◆ **WHAT IS REQUIRED**
Write out every one of the lines below without changing a single character.

◆ **RECORDS TO USE**

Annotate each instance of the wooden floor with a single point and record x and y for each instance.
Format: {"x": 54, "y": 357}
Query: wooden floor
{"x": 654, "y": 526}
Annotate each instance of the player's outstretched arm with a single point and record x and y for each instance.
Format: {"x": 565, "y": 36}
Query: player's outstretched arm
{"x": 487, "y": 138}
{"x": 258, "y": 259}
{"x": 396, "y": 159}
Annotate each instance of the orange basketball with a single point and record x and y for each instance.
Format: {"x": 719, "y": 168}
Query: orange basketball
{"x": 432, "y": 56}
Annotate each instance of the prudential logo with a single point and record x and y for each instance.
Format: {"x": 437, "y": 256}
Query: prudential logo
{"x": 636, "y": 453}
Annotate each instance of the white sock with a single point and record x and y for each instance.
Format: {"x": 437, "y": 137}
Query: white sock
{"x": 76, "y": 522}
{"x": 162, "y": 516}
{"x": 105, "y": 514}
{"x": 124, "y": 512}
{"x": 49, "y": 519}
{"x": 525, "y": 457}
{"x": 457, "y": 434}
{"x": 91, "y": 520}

◆ **EXERCISE ANSWER**
Annotate each instance of the wooden floor with a single point and record x and y for each instance.
Format: {"x": 54, "y": 357}
Query: wooden floor
{"x": 654, "y": 526}
Annotate each instance of the player's outstretched arm with a single point and record x and y for each instance.
Format: {"x": 565, "y": 36}
Query: player's outstretched arm
{"x": 487, "y": 138}
{"x": 258, "y": 259}
{"x": 396, "y": 159}
Annotate each instance of the orange basketball with a single point and record x and y for each instance.
Format: {"x": 719, "y": 168}
Query: orange basketball
{"x": 432, "y": 56}
Annotate each instance of the prudential logo with a single point and record x and y for each instance.
Format: {"x": 437, "y": 256}
Query: prudential logo
{"x": 636, "y": 453}
Annotate each instance of the white sock with a single point and record x and y for each instance.
Format: {"x": 437, "y": 137}
Query: white sock
{"x": 76, "y": 522}
{"x": 162, "y": 516}
{"x": 105, "y": 514}
{"x": 124, "y": 512}
{"x": 49, "y": 519}
{"x": 525, "y": 457}
{"x": 457, "y": 434}
{"x": 91, "y": 520}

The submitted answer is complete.